Entries taken from a collection:
*** Begin section ***

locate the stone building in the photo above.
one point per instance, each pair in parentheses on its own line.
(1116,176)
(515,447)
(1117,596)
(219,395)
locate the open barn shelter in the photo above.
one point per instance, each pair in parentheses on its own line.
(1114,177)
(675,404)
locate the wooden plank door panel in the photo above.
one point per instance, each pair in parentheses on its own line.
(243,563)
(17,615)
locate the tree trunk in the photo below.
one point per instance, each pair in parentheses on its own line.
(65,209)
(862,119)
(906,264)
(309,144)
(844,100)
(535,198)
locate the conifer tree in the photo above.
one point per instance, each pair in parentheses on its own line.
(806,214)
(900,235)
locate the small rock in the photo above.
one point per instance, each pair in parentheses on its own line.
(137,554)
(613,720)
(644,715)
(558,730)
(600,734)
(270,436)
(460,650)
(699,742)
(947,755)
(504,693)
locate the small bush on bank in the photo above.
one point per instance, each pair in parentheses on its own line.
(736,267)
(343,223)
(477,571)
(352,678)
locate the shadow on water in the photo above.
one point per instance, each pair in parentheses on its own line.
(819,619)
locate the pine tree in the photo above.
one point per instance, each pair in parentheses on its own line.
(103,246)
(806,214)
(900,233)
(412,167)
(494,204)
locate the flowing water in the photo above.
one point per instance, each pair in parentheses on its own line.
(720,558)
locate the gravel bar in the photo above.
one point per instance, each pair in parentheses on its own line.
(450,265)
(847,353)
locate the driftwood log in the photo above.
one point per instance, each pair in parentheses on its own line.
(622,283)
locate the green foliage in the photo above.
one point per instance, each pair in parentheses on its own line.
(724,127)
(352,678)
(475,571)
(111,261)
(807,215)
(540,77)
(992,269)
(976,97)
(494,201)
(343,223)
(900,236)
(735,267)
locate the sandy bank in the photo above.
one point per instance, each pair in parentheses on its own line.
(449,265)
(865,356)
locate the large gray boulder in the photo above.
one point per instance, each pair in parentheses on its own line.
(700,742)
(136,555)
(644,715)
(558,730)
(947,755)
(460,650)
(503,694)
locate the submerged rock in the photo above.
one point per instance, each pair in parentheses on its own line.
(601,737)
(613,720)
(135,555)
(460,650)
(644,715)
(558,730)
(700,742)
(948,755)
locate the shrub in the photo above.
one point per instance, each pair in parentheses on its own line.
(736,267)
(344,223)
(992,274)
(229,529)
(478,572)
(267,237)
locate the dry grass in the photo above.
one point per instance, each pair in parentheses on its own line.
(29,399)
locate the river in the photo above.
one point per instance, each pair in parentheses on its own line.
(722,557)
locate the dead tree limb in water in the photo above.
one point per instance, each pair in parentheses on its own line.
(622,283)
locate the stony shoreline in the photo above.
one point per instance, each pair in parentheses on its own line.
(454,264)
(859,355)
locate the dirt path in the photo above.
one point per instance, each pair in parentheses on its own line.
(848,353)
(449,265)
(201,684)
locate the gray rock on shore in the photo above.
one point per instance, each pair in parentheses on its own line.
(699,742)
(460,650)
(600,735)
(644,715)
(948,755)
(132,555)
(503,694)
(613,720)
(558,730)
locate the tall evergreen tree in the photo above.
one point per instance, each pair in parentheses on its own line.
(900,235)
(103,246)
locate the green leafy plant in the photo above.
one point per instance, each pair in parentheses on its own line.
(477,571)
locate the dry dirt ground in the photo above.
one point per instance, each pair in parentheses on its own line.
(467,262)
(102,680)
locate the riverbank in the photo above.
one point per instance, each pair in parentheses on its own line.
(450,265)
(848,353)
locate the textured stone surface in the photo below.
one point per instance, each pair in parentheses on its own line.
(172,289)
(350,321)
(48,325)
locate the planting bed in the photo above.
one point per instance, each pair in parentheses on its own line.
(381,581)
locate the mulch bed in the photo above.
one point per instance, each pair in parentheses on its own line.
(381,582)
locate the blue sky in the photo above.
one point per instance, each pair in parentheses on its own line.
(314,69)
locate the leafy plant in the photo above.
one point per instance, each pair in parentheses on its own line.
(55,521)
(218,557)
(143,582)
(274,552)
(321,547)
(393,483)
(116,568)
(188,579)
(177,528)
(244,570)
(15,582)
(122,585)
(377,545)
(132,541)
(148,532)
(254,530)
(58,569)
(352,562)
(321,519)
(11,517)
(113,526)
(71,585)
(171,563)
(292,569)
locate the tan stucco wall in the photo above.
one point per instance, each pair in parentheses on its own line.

*** End section ***

## WHAT TO PRODUCE
For the lines above, output exactly those from the line containing "locate the dry grass in the photo above." through the line containing "locate the green leafy", and skip the others.

## SOLUTION TO THE EXERCISE
locate the dry grass in the photo above.
one point per instance, each pair in parentheses on its own line.
(29,399)
locate the river in the photo above.
one point per instance, each pair in parentheses on its own line.
(722,557)
locate the dead tree limb in water in the photo above.
one point per instance, each pair in parentheses on its own line.
(622,283)
locate the stony shoreline in the photo above.
one point per instance, each pair in parentheses on its own line.
(454,264)
(859,355)
locate the dirt path in the photo above.
one point per instance, each pair in parentheses on its own line.
(848,353)
(449,265)
(201,684)
locate the gray rock on shore in the photo above.
one point per instance, each pair in parentheses on its own line.
(699,742)
(460,650)
(600,735)
(644,715)
(948,755)
(132,555)
(503,694)
(613,720)
(558,730)
locate the tall evergreen tree in the photo above.
one point per instance, each pair in parentheses on its own line.
(900,235)
(103,246)
locate the green leafy plant in the photo above.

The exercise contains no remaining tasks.